TRECHO -
******
Vários estudos nacionais e internacionais têm demonstrado que se trata de uma ferramenta eficaz no tratamento de distúrbios psiquiátricos graves, como esquizofrenia, depressão profunda e transtornos bipolares, especialmente aqueles que não respondem mais às medicações convencionais.

Em algumas situações, como quadros psicóticos e transtornos mentais graves em idosos e gestantes, a eletroconvulsoterapia pode até ser a primeira escolha de tratamento e, muitas vezes, mostra-se mais segura do que o uso constante de alguns fármacos.

Em casos de depressão na gravidez ou durante a amamentação, por exemplo, as substâncias químicas do medicamento podem ser absorvidas pelo bebê por meio da placenta ou do leite materno.

O tratamento é estudado há anos em universidades como a USP e a Unifesp e adotado por vários hospitais e clínicas psiquiátricas privadas. Há, inclusive, muitas decisões judiciais obrigando os planos de saúde a custeá-lo. Uma sessão pode custar cerca de R$ 2.500, mas muitas vezes são necessárias várias delas.

Na depressão, a eletroconvulsoterapia é geralmente indicada quando as medicações não surtem mais resultado, quando há excesso de efeitos colaterais ou ainda quando existe algum de risco iminente para o paciente, como uma tentativa de suicídio.

O procedimento não é indicado para todos os quadros psiquiátricos e, quando prescrito pelo médico especialista, só pode ser realizada com consentimento do paciente ou de algum responsável da família.

O paciente recebe anestesia geral, e os eletrodos induzem uma corrente elétrica no cérebro que provoca a convulsão, alterando os níveis de neurotransmissores e neuromoduladores, como a serotonina.

A eletroconvulsoterapia também provoca efeitos indesejáveis que incluem náusea e perda de memória. Os defensores da técnica, porém, dizem que o problema é temporário e perdas permanentes de recordações são muito raras. Há estudos que buscam diminuir esses efeitos.

Para o psiquiatra Leonardo Peroni de Jesus, a história não foi justa com a eletroconvulsoterapia (ECT), considerada por ele uma ferramenta importante no tratamento psiquiátrico.
******
PRATIQUE A LEITURA -
1. De acordo com o trecho, quanto pode custar uma sessão de eletroconvulsoterapia?
2. Relacione os distúrbios psiquiátricos graves que o trecho menciona como exemplos daqueles em que a eletroconvulsoterapia se mostrou eficaz.
3. Transcreva a parte do trecho que vai de "A eletroconvulsoterapia também" até "no tratamento psiquiátrico.".
Os registros não são necessários para esta atividade.

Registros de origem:
******
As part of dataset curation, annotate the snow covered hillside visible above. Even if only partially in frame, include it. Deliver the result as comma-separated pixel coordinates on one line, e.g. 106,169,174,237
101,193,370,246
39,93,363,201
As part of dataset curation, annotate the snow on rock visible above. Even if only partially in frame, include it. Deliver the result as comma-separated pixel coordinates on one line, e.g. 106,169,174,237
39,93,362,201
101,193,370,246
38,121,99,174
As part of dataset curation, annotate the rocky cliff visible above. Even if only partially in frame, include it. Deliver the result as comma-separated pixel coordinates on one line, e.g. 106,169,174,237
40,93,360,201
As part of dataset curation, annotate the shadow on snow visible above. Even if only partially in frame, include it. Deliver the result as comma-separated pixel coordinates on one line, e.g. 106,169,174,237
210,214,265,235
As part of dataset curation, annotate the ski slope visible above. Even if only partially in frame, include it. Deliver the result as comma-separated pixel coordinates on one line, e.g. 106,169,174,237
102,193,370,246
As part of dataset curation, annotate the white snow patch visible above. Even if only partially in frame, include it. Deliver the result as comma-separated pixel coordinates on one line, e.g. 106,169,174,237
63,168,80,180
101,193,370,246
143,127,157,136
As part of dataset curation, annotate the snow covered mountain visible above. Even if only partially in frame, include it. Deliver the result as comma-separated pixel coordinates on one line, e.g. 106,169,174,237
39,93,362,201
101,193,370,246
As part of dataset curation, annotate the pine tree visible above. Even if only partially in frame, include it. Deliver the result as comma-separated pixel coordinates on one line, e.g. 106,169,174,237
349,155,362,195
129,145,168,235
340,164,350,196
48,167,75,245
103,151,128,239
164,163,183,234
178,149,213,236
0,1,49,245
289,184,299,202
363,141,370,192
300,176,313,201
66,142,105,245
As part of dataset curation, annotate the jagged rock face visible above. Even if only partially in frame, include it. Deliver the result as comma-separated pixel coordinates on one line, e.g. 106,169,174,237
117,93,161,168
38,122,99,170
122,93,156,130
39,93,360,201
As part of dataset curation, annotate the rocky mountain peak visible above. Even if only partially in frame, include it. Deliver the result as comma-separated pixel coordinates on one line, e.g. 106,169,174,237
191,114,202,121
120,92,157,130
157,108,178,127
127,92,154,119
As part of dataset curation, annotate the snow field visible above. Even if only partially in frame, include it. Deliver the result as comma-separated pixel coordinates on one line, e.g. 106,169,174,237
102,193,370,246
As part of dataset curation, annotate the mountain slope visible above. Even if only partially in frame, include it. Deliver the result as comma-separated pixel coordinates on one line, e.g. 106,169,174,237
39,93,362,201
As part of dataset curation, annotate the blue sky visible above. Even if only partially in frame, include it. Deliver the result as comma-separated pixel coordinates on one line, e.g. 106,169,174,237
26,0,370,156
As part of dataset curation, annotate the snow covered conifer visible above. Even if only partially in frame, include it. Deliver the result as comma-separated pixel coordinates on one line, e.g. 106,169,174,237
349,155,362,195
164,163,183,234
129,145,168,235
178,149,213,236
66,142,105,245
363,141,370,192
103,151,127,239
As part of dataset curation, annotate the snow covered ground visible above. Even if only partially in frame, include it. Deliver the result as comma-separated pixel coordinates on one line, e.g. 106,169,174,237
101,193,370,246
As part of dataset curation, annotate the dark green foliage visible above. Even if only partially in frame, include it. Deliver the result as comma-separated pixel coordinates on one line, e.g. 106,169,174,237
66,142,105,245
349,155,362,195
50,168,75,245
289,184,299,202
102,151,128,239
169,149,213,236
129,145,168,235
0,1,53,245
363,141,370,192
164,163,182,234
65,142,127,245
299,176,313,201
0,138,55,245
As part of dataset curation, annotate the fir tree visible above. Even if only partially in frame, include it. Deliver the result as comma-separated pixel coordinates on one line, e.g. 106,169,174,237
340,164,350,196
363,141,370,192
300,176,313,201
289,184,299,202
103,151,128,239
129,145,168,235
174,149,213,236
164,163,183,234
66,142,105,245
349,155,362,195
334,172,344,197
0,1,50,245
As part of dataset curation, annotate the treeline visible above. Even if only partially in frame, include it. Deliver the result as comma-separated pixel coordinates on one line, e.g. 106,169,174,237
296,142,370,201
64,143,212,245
******
RESPOSTAS DO EXERCÍCIO -
1. Cerca de R$ 2.500.

2. Esquizofrenia, depressão profunda e transtornos bipolares.

3.
A eletroconvulsoterapia também provoca efeitos indesejáveis que incluem náusea e perda de memória. Os defensores da técnica, porém, dizem que o problema é temporário e perdas permanentes de recordações são muito raras. Há estudos que buscam diminuir esses efeitos.

Para o psiquiatra Leonardo Peroni de Jesus, a história não foi justa com a eletroconvulsoterapia (ECT), considerada por ele uma ferramenta importante no tratamento psiquiátrico.